## TEXT UNDER STUDY
VCF East: [Vince Briel] Of Briel Computers

Replica1

Judging from the consignment area of the Vintage Computer Festival this weekend, there is still a booming market for vintage computers and other ephemera from the dawn of the era of the home computer. Even more interesting are reimaginings of vintage computers using modern parts, as shown by [Vince Briel] and his amazing retrocomputer kits.

[Vince] was at VCF East this weekend showing off a few of his wares. By far the most impressive (read: the most blinkey lights) is his Altair 8800 kit that emulates the genesis of the microcomputer revolution, the Altair. There’s no vintage hardware inside, everything is emulated on an ATmega microcontroller. Still, it’s accurate enough for the discerning retrocomputer aficionado, and has VGA output, a keyboard port, and an SD card slot.

The Replica I is an extremely cut down version of the original Apple, using the original 6502 CPU and 6821 PIA. Everything else on the board is decidedly modern, with a serial to USB controller for input and a Parallax Propeller doing the video. Even with these modern chips, an expansion slot is still there, allowing a serial card or compact flash drive to be connected to the computer.

Video below, with [Vince] showing off all his wares, including his very cool Kim-1 replica.

13 thoughts on “VCF East: [Vince Briel] Of Briel Computers

  1. I wish you would have let him show of “all of his wares” as you say.

    His latest project is the red circuit board in the foreground at the beginning of the video: the “Superboard III” is the first 8-bit replica computer kit that features a full custom keyboard (as far as I know). It replicates computers similar to the Ohio Scientific C1P and the UK101 and it will hopefully soon be available as a kit, later this year. I had the honor and pleasure to work together with Vince on that project and I’m very excited about it. Did he demonstrate it?

## DATA SECTION
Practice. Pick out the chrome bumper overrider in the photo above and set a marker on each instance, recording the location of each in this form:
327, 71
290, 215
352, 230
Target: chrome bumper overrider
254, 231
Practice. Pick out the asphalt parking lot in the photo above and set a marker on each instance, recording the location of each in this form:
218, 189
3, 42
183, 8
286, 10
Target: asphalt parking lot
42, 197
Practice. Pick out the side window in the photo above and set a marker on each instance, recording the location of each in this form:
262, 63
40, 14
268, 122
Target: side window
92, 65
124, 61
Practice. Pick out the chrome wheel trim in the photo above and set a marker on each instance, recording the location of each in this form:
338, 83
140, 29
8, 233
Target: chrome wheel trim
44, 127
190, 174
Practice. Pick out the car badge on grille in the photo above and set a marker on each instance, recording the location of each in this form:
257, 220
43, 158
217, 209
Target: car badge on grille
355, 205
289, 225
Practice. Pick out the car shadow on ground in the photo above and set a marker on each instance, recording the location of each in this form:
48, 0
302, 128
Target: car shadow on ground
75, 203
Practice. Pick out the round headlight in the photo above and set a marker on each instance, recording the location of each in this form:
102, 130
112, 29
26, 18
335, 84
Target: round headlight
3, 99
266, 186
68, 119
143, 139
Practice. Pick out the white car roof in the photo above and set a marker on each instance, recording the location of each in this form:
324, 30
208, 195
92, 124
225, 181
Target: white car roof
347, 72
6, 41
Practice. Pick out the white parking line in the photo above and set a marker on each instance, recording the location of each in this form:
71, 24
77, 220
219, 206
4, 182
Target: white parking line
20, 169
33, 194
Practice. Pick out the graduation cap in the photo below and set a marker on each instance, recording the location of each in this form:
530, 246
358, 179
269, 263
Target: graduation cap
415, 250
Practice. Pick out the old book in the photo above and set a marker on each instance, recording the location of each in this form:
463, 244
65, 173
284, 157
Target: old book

## YOUR TASKS
(a) In the article on Vince Briel's retrocomputer kits, what handles all the emulation in the Altair 8800 kit?
(b) Reproduce the part of the article on Vince Briel's retrocomputer kits starting with "The Replica I is" and going on through "as you say.".

## ANSWERS GIVEN
(a) An ATmega microcontroller

(b)
The Replica I is an extremely cut down version of the original Apple, using the original 6502 CPU and 6821 PIA. Everything else on the board is decidedly modern, with a serial to USB controller for input and a Parallax Propeller doing the video. Even with these modern chips, an expansion slot is still there, allowing a serial card or compact flash drive to be connected to the computer.

Video below, with [Vince] showing off all his wares, including his very cool Kim-1 replica.

13 thoughts on “VCF East: [Vince Briel] Of Briel Computers

  1. I wish you would have let him show of “all of his wares” as you say.